So true! We put too much pressure on ourselves and each other so often, and especially in matters of parenting.

You look beautiful, btw!

sarahvine said...

True and not-true! I've been thinking of your post all day trying to figure out how to put this. I've decided on the following points:

1: Have a look at my blog. Letting childbirth happen without intervention can be wonderful, but the most important key thing to really being able to be aware and alive at the birth is to not be afraid! Any birth can be aware, loving, tender. You should be nurtured, loved, explained to. Making choices about interventions should be accepted as the BEST move for you and your baby. A telling question to ask a doula is what she feels about epidurals - you do not want someone taking care of you who has her own agenda.

2: Guilt - welcome to motherhood. There is guilt rife in everything we do, weather our toddler bites another child, or is the last one to be potty trained, or you loose your temper over something as mundane as split milk, women raise each other on guilt. I'm sooo learning to not let guilt rule my life. Motherhood is not a comparison game. Trying to be a perfect parent (much less having a perfect birth!) is an unreachable goal.

I think reading blogs raises the guilt bar, in the current world. It's so easy to take beautiful pictures and to criticize each other!

The new goal is to be an aware, alive, and loving mother. If having an epidural, or any other intervention allows you to be those things, then toss that guilt out the window!

(On a small, side note, first births are notoriously difficult. Your next one should be statistically much easier.)x

Su said...

My momma said that I wouldn't of been born if she hadn't of had an epidural with my older sister. She had me sans the drugs and, well, she never had another baby! PS You guys look so cute in your photos. xo

sara said...

I totally agree! But I also have the other extreme point of view: I gave birth without the epidural and the drugs, at home (with 3 mid wives and a full team support).
Everything I read made me think and believe this was the right decision, the best one for me in order to "welcome" my child in the gentlest way.

I pushed for 5 hours, and I was totally enable to welcome my baby in a way I wanted to. I was so exhausted and in pain by the time he was born that I just didn't even care. I kinda passed out and was in shock for a few hours.

▶ _PROVIDED INFORMATION_:

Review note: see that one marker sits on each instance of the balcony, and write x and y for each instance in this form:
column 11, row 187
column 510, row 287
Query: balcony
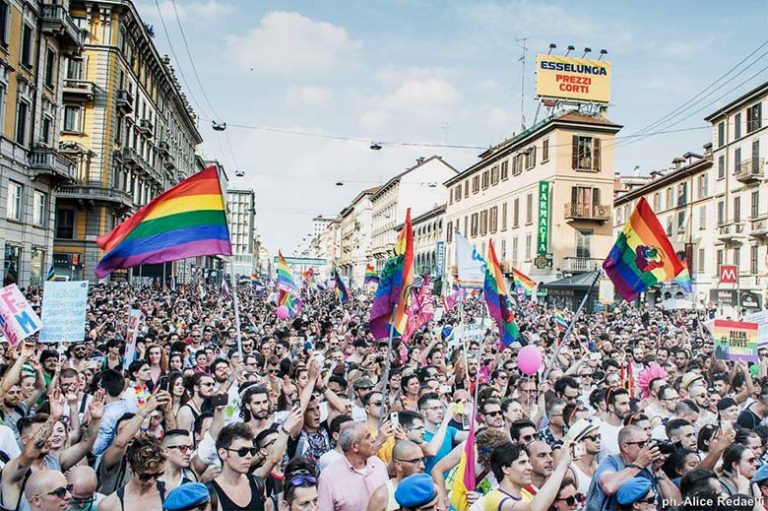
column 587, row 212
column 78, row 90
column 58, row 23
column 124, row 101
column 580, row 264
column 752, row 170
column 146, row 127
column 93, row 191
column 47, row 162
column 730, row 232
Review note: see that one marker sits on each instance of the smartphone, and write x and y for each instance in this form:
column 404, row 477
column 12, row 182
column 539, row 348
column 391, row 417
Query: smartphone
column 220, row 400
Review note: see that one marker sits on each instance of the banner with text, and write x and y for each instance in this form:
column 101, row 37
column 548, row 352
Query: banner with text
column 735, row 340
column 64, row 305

---

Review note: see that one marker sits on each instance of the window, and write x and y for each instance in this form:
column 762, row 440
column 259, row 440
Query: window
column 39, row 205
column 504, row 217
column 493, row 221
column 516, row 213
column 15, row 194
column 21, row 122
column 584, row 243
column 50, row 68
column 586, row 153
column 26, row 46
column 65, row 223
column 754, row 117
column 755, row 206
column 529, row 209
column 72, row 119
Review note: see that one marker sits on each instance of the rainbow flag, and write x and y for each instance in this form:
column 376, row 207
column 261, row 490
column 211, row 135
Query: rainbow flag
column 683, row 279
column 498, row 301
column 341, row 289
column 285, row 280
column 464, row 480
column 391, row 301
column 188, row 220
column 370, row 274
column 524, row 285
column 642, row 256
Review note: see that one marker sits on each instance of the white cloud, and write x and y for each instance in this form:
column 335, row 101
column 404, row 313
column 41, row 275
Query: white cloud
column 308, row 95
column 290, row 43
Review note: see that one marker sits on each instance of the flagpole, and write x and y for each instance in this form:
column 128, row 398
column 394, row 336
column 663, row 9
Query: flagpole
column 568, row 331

▶ _EXPLORE THE MATERIAL_:
a) Answer these questions about the blog comments on childbirth and epidurals:
(i) What question does sarahvine say is telling to ask a doula?
(ii) How did Su's mother give birth to Su?
(iii) How many hours did sara push?
b) Pick up the blog comments on childbirth and epidurals after their last sentence and carry them on.

▶ _TASK-BY-TASK ANSWERS_:
a)
(i) What she feels about epidurals.
(ii) Without the drugs.
(iii) Five hours.

b)
I don't think I can say that I would do it in a different way because who knows what could have happened if I had had an epidural? But I just WISH someone would have told me about the violence of giving birth (to a first baby, who was born with his hands around his head).

Sometimes, epidural is really not the enemy.
But to say that natural birth is the best one to have no matter what is a true nonsense.

There is nothing empowering about pushing for 5 hours and ending up in the hospital afterwards because the baby isn't breathing properly.

one claire day said...

This is such a FANTASTIC post, Claudia. Thank you so much for sharing this.

Eulalie was posterior with a deflexed head (chin sticking right out rather than tucked under to her chest). I laboured naturally with her in this position for 23 hours feeling like I was failing. It wasn't until I asked for an epidural that I was informed of the position she was in. The midwife had not been able to determine her exact position.... by the time the Doctor was involved, I was told I would likely need to have an emergency cesarean. But with the help of an epidural and the hormone drip, Lalie changed position and I managed to avoid a C section. There is NO WAY I could have done it without an epidural, even my midwife came to apologise to me the next day.

Epidurals definitely have their place - and it's unfair that we are made to feel so terrible and ashamed for making a choice that we feel is right for us. Only you know your body and your pain. It's different for everyone.

...but I couldn't help but feel inadequate and disappointed, though. Isn't that awful?

Sorry this is such a long comment, it's the first time I've felt like I could talk openly about my experience without being judged in some way...

roberta jane said...

I totally agree with you on this. I planned a natural childbirth and felt critical of women who knew they wanted an epidural from the get-go. Well, I ended up asking for an epidural and I feel totally at peace with the decision. I was not in a good place mentally or physically when I finally asked for the epidural, at that point I was not fit to bring my child into the world the way I wanted to. In the end, the epidural was the right choice for this particular birth. Next time (if there is a next time) I will try natural childbirth again with the open mind that it might not happen that way, and that's just fine with me. Every birth is different and I think my child's birth was not a failure but a beautiful, mind-opening experience.

lola said...

Birth is such an individual thing. It's wrong that we even try to compare ourselves with others. My births have all been quick and natural and actually fairly easy but I have been with many women who earn the right to call it "labor". I think that unhindered birth is best in a lot of the cases not because it's some kinda contest to be the bravest strongest birth-er but because it enables a woman to be present and in control of the process. But I have also seen many births that were helped by interventions. I wish that in this whole birth "revolution" more emphasis was put on owning and being in control of our bodies and our babies and not on trying to live up to some expectation of perfection.

ally said...

Great post (and blog).

I feel very strongly that as a society we have lost our way a little on the whole birth-plan issue.

So many women spend so much time planning for an event that in the end they have very little control over - and then wonder why they feel let down or disappointed that they didn't achieve all that their plan stated.

Surely the focus should be on the end result which is a healthy baby.

(If only so much planning went into conceiving and then raising happy, healthy children!)

Tracey said...

Great post.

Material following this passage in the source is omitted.